Canalblog
Editer l'article Suivre ce blog Administration + Créer mon blog
Publicité
Un homme, un époux, un père, un analyste, un professeur, un ami, un confident ...
8 mai 2009

Essai - La question flamande

croatie


LA «QUESTION» FLAMANDE OU UN DIVORCE BELGE EST-IL POSSIBLE?


Lorsque j'étais représentant honoraire de la République de Croatie à Bruxelles, au début des années nonante, en pleine guerre serbo-croate (qu'on désigne en Croatie sous un vocable euphémique de «guerre patriotique»), j'entendais souvent mes compatriotes belges comparer le conflit serbo-croate au conflit communautaire belge. À tort, leur disais-je, car les prémices historiques ne sont pas du tout les mêmes.

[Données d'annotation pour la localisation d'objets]

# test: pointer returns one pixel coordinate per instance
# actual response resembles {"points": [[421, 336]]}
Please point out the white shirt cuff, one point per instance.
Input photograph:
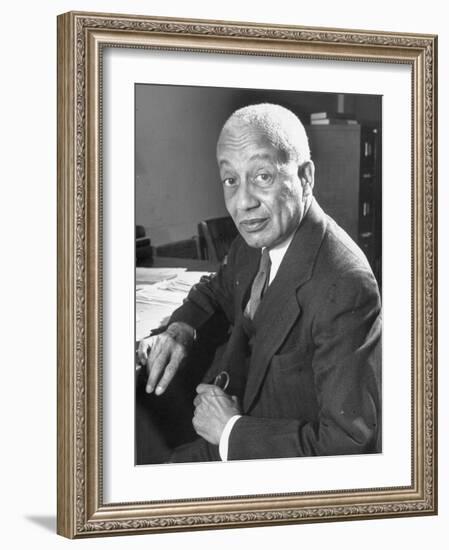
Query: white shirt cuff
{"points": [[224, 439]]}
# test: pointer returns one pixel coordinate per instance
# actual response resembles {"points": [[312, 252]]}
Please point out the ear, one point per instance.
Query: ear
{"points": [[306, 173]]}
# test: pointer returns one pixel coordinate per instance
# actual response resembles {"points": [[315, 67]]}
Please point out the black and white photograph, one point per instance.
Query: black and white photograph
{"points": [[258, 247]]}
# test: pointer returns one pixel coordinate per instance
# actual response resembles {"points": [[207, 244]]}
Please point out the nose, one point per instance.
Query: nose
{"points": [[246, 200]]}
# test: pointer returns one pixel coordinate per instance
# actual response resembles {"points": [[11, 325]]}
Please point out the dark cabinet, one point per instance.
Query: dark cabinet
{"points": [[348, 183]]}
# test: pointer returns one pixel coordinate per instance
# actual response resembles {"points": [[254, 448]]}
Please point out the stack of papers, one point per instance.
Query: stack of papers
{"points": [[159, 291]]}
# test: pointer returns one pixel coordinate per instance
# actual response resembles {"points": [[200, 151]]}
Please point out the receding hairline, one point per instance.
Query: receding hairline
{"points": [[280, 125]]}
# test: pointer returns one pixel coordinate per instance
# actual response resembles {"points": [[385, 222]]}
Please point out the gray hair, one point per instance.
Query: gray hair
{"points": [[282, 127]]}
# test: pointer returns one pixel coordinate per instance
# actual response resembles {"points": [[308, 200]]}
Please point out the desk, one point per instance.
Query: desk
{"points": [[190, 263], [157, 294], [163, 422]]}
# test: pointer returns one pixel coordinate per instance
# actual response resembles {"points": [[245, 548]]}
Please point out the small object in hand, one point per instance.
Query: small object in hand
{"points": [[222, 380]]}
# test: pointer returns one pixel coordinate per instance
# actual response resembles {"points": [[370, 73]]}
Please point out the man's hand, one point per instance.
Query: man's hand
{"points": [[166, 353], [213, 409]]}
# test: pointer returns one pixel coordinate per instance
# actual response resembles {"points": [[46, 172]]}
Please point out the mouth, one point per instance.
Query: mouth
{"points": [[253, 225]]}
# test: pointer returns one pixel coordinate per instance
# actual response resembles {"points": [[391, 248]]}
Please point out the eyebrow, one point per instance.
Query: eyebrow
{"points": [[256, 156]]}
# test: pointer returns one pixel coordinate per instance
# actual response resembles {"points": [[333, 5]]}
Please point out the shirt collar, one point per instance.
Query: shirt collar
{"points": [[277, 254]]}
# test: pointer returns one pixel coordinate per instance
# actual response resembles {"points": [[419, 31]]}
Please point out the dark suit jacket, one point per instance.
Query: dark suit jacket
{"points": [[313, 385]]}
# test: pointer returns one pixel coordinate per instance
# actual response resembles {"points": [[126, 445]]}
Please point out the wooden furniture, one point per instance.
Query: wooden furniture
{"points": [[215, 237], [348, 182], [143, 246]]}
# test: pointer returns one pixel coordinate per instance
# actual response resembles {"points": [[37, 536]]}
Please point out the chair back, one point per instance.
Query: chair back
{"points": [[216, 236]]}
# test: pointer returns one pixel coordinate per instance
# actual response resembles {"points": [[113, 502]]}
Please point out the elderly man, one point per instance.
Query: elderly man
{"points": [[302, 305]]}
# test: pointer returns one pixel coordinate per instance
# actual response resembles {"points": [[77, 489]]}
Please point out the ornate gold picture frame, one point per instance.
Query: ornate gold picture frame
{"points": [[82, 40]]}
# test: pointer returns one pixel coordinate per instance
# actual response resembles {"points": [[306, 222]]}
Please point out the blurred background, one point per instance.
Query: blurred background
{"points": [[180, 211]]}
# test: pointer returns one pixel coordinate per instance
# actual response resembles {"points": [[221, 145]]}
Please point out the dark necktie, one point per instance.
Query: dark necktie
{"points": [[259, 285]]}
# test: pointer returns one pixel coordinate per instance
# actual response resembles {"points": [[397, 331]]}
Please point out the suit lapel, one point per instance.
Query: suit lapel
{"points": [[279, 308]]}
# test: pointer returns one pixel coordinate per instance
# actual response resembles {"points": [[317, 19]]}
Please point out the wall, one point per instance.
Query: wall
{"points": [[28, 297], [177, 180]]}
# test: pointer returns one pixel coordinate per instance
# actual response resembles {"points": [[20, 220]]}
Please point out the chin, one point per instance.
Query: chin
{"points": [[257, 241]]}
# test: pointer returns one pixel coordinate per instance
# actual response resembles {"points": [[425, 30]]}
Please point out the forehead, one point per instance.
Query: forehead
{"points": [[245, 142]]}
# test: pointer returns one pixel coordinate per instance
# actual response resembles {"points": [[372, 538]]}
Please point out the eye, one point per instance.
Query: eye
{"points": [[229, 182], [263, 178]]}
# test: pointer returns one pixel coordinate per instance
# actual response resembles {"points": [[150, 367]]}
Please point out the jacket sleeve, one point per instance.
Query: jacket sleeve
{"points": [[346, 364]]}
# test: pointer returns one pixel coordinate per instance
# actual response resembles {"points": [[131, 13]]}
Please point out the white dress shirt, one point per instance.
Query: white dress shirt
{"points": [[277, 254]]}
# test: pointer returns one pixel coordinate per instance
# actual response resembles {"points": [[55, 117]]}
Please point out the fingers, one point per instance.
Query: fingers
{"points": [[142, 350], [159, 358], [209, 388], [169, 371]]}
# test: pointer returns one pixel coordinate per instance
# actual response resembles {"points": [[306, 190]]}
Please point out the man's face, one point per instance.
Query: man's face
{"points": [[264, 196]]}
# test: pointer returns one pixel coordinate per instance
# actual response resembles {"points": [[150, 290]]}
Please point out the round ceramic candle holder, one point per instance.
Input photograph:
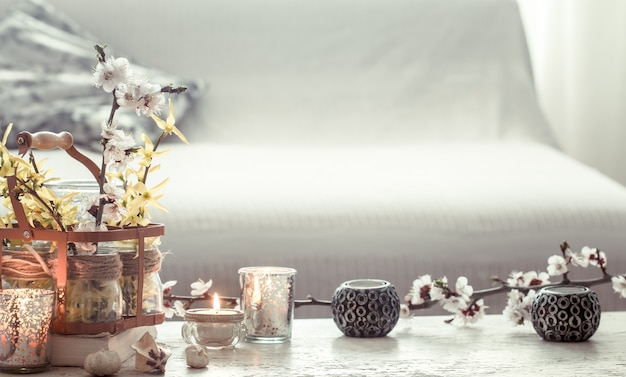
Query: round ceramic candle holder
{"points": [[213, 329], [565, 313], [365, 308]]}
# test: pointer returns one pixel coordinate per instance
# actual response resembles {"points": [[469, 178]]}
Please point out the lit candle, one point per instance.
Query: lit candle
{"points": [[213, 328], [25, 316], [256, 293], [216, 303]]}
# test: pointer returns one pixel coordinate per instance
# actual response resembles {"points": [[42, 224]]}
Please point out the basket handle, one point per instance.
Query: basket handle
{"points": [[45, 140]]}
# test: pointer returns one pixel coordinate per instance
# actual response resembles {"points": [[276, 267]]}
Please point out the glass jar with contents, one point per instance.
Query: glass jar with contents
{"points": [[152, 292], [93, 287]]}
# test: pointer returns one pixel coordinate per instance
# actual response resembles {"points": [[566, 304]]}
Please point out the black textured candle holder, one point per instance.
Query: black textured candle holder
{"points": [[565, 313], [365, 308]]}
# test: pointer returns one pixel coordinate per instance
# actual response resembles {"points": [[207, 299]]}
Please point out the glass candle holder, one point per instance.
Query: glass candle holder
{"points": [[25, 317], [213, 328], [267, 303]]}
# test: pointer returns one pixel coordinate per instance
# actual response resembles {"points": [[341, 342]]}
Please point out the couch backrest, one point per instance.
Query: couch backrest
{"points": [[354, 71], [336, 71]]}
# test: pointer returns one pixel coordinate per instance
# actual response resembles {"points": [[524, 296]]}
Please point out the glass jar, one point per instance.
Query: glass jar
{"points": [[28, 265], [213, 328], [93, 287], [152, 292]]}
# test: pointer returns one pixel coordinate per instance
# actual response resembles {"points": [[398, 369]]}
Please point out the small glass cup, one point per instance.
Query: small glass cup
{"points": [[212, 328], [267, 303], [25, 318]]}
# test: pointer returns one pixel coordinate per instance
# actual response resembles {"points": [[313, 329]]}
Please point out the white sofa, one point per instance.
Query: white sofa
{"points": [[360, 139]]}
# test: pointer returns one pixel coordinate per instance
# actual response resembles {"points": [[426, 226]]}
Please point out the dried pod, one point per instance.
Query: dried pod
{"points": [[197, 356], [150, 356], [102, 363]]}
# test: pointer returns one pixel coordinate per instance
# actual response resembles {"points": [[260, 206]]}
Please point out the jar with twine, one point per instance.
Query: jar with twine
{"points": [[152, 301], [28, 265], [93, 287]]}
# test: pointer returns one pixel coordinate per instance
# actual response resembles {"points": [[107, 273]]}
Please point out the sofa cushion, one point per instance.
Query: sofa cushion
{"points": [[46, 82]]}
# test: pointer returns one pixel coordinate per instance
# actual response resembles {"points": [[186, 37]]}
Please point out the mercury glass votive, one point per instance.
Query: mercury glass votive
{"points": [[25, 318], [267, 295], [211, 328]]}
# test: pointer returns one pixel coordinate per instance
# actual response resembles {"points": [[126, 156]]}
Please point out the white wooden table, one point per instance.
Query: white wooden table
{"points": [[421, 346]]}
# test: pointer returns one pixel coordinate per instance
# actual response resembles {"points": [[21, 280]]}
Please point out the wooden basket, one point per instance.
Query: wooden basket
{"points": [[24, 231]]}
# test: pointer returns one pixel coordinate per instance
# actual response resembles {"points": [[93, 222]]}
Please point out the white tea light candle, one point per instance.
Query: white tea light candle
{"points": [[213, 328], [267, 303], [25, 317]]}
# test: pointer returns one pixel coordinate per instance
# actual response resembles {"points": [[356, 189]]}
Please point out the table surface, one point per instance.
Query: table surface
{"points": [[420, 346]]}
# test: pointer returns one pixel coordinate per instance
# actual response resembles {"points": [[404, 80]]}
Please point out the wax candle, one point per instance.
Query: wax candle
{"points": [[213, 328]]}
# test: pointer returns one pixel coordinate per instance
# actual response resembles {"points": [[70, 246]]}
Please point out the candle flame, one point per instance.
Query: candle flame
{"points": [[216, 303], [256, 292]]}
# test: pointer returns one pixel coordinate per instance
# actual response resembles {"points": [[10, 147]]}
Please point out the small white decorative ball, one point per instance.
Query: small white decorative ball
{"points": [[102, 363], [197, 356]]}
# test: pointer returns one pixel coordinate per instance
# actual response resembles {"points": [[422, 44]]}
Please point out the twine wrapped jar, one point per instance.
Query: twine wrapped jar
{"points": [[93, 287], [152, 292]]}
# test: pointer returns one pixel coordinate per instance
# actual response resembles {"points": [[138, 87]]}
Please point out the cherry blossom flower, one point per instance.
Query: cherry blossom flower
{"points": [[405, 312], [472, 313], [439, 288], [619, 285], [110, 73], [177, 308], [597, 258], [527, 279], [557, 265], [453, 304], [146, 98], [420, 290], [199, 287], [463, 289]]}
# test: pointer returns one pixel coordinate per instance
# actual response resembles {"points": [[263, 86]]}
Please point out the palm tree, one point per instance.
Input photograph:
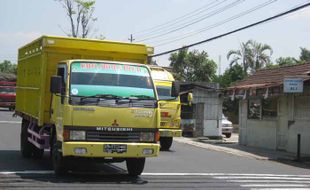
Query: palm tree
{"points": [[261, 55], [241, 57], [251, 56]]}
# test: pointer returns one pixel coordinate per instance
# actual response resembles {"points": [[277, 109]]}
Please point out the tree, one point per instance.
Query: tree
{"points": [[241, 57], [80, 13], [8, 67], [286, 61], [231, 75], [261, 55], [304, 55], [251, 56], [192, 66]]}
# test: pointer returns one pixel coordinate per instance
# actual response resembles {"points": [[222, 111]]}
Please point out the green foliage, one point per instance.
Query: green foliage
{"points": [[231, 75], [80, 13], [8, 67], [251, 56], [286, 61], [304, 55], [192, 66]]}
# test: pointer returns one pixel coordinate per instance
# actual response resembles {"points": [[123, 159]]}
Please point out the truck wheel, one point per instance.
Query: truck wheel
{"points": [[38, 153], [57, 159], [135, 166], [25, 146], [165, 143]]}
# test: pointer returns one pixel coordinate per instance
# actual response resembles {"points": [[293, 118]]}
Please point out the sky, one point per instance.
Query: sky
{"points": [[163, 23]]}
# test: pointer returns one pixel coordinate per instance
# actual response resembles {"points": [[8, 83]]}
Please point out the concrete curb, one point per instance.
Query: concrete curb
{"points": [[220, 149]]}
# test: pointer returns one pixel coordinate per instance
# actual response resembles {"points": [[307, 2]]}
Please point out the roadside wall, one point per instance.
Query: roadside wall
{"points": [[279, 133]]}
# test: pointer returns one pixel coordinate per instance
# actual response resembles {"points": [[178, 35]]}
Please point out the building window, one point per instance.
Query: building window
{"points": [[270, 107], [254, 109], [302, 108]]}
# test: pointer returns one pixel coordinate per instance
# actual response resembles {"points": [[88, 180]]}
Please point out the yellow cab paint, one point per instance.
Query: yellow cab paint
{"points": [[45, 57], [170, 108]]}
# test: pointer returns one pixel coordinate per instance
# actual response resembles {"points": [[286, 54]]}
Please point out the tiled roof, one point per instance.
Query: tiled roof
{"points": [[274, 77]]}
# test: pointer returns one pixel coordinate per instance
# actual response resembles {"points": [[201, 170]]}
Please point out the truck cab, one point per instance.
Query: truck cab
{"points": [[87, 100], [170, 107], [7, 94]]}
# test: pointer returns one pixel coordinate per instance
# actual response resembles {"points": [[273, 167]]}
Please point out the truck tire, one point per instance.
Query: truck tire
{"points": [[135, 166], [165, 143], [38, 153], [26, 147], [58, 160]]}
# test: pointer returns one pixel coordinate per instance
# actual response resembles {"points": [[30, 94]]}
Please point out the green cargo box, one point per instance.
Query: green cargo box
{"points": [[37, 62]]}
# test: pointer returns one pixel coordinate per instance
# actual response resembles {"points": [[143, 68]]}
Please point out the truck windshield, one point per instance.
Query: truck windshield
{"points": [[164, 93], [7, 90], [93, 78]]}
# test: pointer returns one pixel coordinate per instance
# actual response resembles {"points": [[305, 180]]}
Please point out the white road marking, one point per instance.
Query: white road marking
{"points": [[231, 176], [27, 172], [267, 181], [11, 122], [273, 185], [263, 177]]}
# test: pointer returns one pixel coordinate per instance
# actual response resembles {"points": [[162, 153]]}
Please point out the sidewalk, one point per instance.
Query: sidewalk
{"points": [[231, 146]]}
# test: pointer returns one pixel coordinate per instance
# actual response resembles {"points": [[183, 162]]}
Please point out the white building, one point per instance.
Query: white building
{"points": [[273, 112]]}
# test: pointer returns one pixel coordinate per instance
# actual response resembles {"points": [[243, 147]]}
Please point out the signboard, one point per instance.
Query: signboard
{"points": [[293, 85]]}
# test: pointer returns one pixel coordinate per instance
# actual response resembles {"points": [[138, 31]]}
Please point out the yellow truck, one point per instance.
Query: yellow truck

**Travail à faire**
Citez tel quel le passage de l'essai qui commence par les mots « Essai - La question » et s'achève sur « tout les mêmes. ».

**Corrigé de l'exercice**
Essai - La question flamande

croatie


LA «QUESTION» FLAMANDE OU UN DIVORCE BELGE EST-IL POSSIBLE?


Lorsque j'étais représentant honoraire de la République de Croatie à Bruxelles, au début des années nonante, en pleine guerre serbo-croate (qu'on désigne en Croatie sous un vocable euphémique de «guerre patriotique»), j'entendais souvent mes compatriotes belges comparer le conflit serbo-croate au conflit communautaire belge. À tort, leur disais-je, car les prémices historiques ne sont pas du tout les mêmes.